[START OF Record set]

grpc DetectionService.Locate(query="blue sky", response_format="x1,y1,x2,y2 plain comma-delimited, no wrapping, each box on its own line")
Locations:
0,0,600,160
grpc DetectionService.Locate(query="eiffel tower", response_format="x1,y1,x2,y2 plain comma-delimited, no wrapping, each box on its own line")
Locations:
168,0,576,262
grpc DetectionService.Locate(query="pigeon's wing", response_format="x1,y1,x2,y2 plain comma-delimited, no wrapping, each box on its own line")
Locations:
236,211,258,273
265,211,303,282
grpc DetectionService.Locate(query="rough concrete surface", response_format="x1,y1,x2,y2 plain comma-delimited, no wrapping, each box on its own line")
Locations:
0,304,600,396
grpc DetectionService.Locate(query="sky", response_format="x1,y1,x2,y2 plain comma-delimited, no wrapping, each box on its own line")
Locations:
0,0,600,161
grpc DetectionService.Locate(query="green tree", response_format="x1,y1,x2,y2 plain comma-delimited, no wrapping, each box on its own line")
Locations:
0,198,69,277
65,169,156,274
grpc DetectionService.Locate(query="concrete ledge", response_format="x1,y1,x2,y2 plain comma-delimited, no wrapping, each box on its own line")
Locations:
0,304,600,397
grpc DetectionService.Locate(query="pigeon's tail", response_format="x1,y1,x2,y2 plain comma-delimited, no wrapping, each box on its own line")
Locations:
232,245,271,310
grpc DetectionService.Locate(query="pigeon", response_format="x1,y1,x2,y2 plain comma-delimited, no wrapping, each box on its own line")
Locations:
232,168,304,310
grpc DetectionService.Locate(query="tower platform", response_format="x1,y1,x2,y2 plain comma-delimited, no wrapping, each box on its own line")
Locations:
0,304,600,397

[END OF Record set]
[START OF Record set]

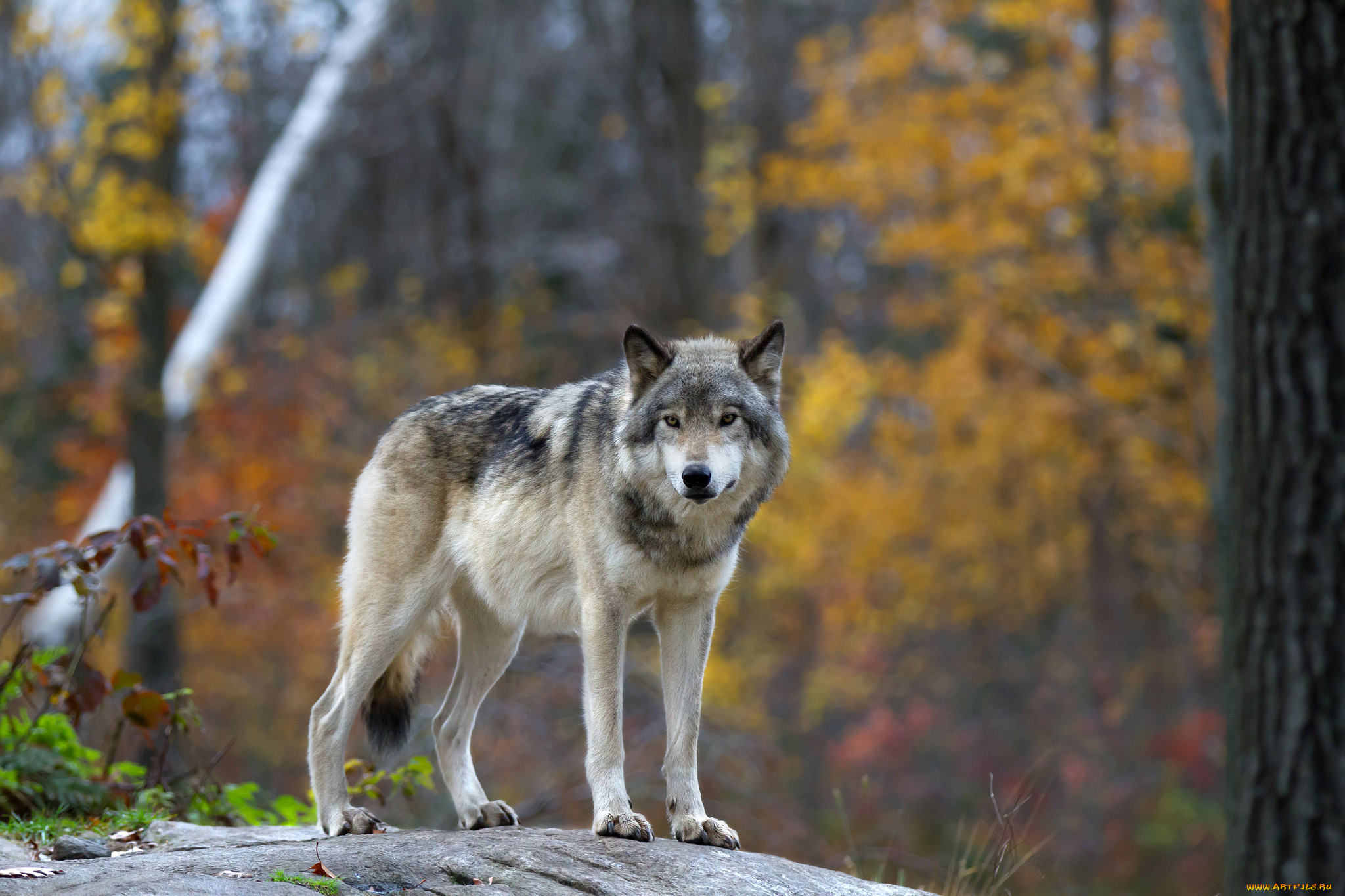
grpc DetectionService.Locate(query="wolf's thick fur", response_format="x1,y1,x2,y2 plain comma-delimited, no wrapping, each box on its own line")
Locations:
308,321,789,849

[END OF Record set]
[START OF Record set]

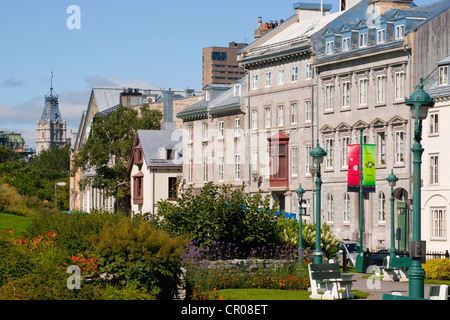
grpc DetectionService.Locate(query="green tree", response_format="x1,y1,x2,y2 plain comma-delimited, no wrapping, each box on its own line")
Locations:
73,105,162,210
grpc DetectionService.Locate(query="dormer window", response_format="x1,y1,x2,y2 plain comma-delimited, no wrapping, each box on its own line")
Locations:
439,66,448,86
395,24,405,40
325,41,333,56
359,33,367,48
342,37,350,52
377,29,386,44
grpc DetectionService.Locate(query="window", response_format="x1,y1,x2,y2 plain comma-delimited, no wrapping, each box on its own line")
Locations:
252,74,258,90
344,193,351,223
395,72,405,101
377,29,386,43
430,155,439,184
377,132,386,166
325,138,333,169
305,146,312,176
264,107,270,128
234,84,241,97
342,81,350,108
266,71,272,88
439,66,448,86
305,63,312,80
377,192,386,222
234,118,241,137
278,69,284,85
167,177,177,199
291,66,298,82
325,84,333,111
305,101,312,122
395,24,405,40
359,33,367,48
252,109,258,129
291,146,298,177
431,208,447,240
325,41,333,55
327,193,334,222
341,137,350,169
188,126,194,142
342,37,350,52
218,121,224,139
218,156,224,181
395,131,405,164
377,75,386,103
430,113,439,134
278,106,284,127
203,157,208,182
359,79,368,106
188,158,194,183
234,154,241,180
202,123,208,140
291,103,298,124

[END OF Record set]

Task prompt. How many lines in the entries above contain the word "concrete"? Give only the number.

Exercise result. 2